++++ Auszug
Konkret fordert Lafontaine feste Kontingente und Begrenzung der Zuzugsmöglichkeiten für Angehörige sowie mehr finanzielle Unterstützung für Flüchtlingslager im Vorderen Orient. Um den sozialen inneren Frieden nicht zu gefährden, soll der Hartz-IV-Regelsatz auf 500 €und der Mindestlohn auf 12.-€ angehoben und es müssen mehr Wohnungen gebaut und mehr Lehrer eingestellt werden.

Abgesehen davon, dass Lafontaine da wohl die Rechnung ohne die Betroffenen gemacht hat - es sollte sich auch bis ins Saarland rum gesprochen haben, dass Flüchtlinge nicht mehr lange fragen, ob sie kommen dürfen, sondern einfach losmarschieren -, sind das rein populistische Forderungen, entstanden am grünen Tisch. Denn auch 12.- € Mindestlohn schützt nicht vor Altersarmut und 500.- € reichen nicht zum Leben, wenn nicht gleichzeitig Anspruch auf Finanzierung von Sachgütern wie Kühlschrank, Waschmaschine, Kleidung, Fahrrad, etc., kostenlose Nutzung des öffentlichen Personen-Nahverkehrs und Teilhabe am kulturellen Leben sowie Anpassung der Mietzuschüsse an die realen Mietpreise gewährt wird. Das gilt natürlich nicht nur für Menschen im ALG-II-Bezug, sondern auch für gering Verdienende.
++++++++
++++ Vorliegende Zeilen
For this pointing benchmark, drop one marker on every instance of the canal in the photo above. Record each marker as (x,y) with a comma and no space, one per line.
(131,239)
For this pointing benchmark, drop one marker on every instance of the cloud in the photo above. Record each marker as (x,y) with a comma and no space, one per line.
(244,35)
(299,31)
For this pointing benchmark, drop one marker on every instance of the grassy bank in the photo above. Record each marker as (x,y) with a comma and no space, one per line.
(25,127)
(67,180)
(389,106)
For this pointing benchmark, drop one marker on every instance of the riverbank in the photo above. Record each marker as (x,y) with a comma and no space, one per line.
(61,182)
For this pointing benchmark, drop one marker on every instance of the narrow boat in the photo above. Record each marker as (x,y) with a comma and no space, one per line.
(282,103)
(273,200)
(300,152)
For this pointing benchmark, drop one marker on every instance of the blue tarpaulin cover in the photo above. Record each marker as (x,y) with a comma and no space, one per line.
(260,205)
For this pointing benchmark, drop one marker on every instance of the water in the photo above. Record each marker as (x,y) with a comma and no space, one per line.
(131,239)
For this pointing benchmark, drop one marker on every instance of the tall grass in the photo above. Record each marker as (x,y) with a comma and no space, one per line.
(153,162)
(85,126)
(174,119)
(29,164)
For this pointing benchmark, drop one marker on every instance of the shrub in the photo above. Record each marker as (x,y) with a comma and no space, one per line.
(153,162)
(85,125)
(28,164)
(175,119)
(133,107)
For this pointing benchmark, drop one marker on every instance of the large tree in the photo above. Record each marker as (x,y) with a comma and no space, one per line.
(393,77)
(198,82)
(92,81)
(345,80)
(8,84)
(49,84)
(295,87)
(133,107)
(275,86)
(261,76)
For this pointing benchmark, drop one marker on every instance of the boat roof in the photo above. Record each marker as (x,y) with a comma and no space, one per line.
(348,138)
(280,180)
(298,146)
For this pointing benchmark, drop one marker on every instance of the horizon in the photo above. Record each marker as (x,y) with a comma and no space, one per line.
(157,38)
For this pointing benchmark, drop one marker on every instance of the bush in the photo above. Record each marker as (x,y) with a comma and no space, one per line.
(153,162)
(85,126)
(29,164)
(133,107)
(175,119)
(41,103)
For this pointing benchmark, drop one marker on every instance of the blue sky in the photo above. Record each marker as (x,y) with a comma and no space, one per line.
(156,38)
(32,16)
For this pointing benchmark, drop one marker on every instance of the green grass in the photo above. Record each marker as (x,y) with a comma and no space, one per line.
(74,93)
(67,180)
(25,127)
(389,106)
++++++++
Aufgaben —
[a] Auf welchen Betrag soll der Mindestlohn nach Lafontaines Forderung im Auszug angehoben werden?
[b] Führe den Auszug über Lafontaines Forderungen nach seinem letzten Satz weiter.

Antworten im Einzelnen —
[a] Auf 12 €.

[b]
Dem Volk aufs Maul geschaut

Der parlamentarische Geschäftsführer der Linksfraktion im saarländischen Landtag, Heinz Bierbaum, begründete auf seinem Facebook-Profil den saarländischen Vorstoß mit der "besorgniserregenden Zustimmung zur AfD in Ostdeutschland". Es gelte, französischen Verhältnissen vorzubeugen, wo vorgemacht würde, "was passiert, wenn der soziale Friede in einem Land nicht gewahrt wird und sich die Rechte des Themas bemächtigt".

Das erinnert an die Zeit vor dem 26. Mai 1993, an dem das Asylrecht de facto aus dem Grundgesetz gestrichen wurde. Tausende Delikte rechter Gewalt wurden damals registriert, bei denen Menschen nicht-deutscher Herkunft schwer verletzt oder getötet wurden. Hoyerswerda, Rostock, Mölln und Hünxe sind Schlagworte, die stellvertretend dafür stehen. Statt dem rechten Terror entschieden entgegenzutreten, wurde am 26. Mai 1993 das Grundgesetz geändert - und damit das Recht auf Asyl de facto abgeschafft. Auch damals wurde die zunehmende Akzeptanz rechter Gewalttaten in der Bevölkerung ins Feld geführt. Auch damals von Lafontaine.

Zur Erinnerung einige der damaligen Vorkommnisse:

  • 17.-23.9.1991: In Hoyerswerda (Sachsen) griffen ca. acht Neonazis vietnamesische Straßenhändler an. Diese flüchteten in ein Wohnhaus für vietnamesische Vertragsarbeiter. Dieses wurde in der Folge von mehreren Dutzend Skinheads belagert und mit Molotow-Cocktails angegriffen. Anwohnende fanden sich ein, darunter auch Arbeitskolleginnen und -kollegen der Vertragsarbeiter, und sahen bestenfalls tatenlos zu oder klatschten Beifall. Die Polizei brauchte Stunden, bis sie überhaupt erschien. Letztendlich wurden die angegriffenen Vietnamesen aus Hoyerswerda evakuiert und von Berlin und Frankfurt/Oder aus direkt abgeschoben. Der Mob zog daraufhin weiter zu einer Flüchtlingsunterkunft. Dort spielte sich dasselbe Szenario wie vorher bei dem Wohnhaus ab.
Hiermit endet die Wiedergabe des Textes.